Given request 1
In the blog post about porting to ARM, what three things does the opening paragraph say the post will outline?
Given request 2
Extract the passage of the ARM blog post starting at "If you want" and ending at "their day-to-day work.".

BEGIN Quoted passage

Our Journey to ARM
In today’s blog post, I’ll talk about our efforts to port our server-based products, PSPDFKit Web Server-Backed and PSPDFKit Processor, to the ARM architecture. I’ll outline our reasoning for supporting it now, how we managed to develop support without access to any ARM-based hardware, and what we learned from it. This won’t necessarily take the shape of a structured how-to guide, rather it’s more of a recollection of events, with some especially relevant bits of code thrown in. So let’s get started.
If you want to learn more about Apple silicon at PSPDFKit, check our our Server Development post
Why We Support ARM
Let’s start with the first question: Why should we even support ARM? Looking at the Stack Overflow 2020 Developer Survey, about 27 percent of respondents use macOS. With Apple’s announcement of the DTK in June 2020, and with its transition to ARM for all Macs well on its way, it’s key for anyone who creates developer tools to support this user base. This includes us; while PSPDFKit Web Server-Backed and Processor work on their own, our customers still need to integrate them with their apps, so it’s important that they can run on the platforms their developers actually use for their day-to-day work.

END Quoted passage
BEGIN Entries shown

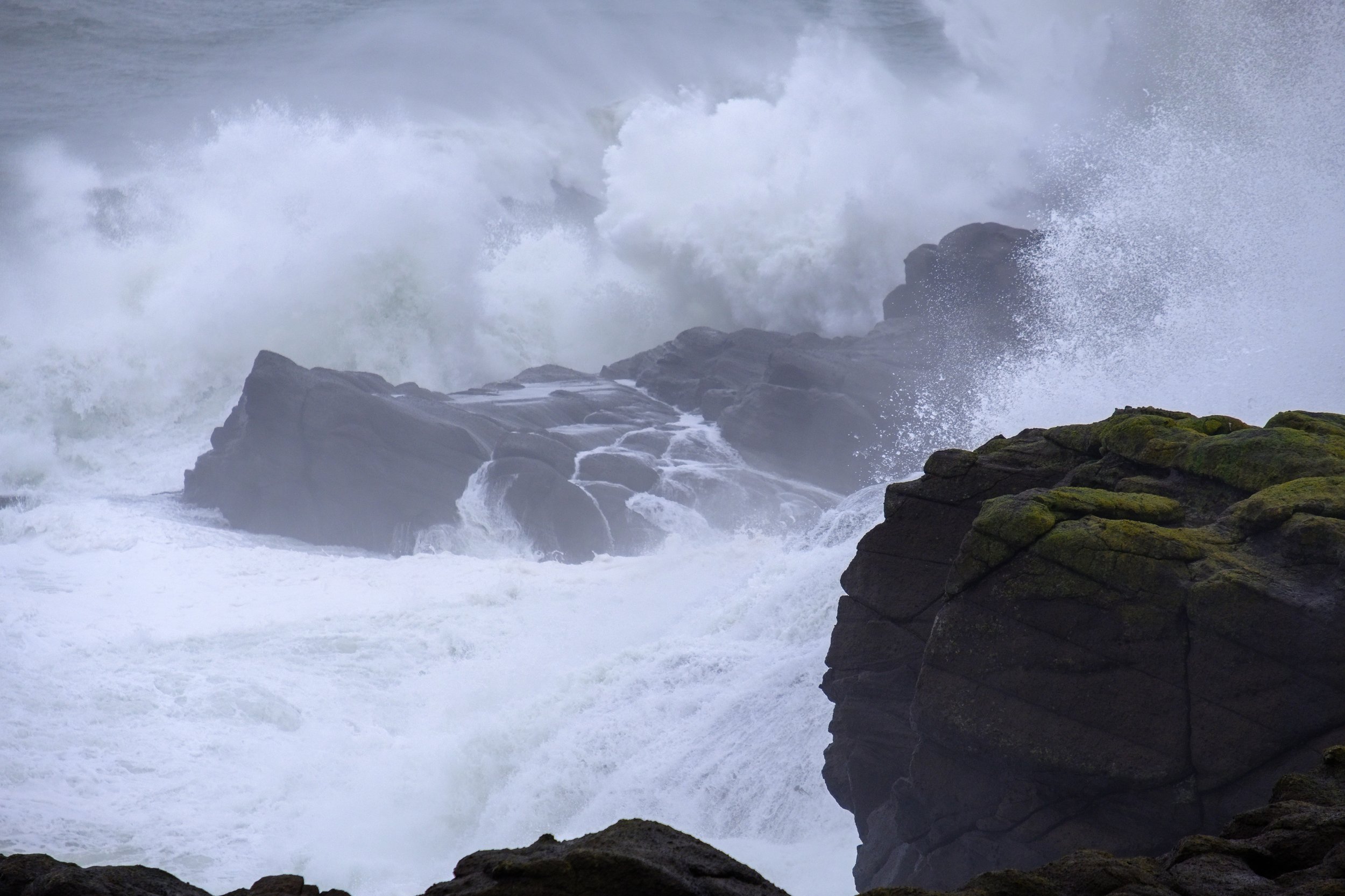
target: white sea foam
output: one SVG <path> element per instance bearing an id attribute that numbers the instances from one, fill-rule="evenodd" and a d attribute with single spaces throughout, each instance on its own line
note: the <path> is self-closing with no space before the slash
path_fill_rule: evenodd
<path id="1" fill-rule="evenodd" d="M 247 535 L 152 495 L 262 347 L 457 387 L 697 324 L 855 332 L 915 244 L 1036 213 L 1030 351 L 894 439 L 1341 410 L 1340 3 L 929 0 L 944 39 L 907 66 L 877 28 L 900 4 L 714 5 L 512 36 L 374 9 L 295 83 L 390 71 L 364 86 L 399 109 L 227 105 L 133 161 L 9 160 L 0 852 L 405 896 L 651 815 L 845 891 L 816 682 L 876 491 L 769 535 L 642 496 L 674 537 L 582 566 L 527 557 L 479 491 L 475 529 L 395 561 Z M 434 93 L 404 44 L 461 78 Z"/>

END Entries shown
BEGIN Entries shown

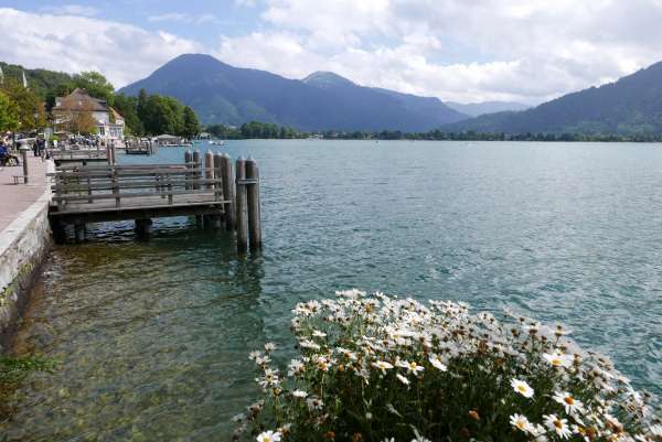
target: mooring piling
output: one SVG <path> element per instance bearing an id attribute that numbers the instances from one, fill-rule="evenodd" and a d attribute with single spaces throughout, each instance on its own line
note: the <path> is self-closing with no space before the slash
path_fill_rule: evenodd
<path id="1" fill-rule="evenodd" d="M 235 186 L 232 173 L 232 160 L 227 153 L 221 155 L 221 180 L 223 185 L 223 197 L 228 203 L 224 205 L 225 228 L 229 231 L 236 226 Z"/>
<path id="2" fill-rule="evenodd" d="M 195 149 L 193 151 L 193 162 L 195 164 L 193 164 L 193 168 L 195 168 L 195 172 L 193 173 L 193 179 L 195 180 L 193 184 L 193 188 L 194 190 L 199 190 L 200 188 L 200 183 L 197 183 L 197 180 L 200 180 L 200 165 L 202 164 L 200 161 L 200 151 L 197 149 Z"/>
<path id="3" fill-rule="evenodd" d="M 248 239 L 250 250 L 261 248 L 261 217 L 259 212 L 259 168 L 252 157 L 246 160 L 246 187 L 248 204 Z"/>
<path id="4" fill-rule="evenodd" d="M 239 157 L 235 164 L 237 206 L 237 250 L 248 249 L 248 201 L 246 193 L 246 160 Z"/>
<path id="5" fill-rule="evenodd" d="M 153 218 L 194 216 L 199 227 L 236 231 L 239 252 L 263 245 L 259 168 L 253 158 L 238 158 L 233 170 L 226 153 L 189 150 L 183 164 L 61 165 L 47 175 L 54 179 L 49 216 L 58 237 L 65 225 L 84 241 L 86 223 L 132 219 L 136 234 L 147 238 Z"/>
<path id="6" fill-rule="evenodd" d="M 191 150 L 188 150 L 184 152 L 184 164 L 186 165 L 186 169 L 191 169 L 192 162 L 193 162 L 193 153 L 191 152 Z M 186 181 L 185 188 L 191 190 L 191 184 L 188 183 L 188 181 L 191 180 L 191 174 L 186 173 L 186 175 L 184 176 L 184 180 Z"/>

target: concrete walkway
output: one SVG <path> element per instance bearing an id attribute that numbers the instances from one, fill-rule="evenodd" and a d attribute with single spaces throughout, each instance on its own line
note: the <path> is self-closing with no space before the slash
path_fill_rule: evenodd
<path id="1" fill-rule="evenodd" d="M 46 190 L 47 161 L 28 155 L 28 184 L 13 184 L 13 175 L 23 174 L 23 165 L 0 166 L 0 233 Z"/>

END Entries shown

Problem solution 1
- The reasoning for supporting ARM now
- How support was developed without access to any ARM-based hardware
- What was learned from it

Problem solution 2
If you want to learn more about Apple silicon at PSPDFKit, check our our Server Development post
Why We Support ARM
Let’s start with the first question: Why should we even support ARM? Looking at the Stack Overflow 2020 Developer Survey, about 27 percent of respondents use macOS. With Apple’s announcement of the DTK in June 2020, and with its transition to ARM for all Macs well on its way, it’s key for anyone who creates developer tools to support this user base. This includes us; while PSPDFKit Web Server-Backed and Processor work on their own, our customers still need to integrate them with their apps, so it’s important that they can run on the platforms their developers actually use for their day-to-day work.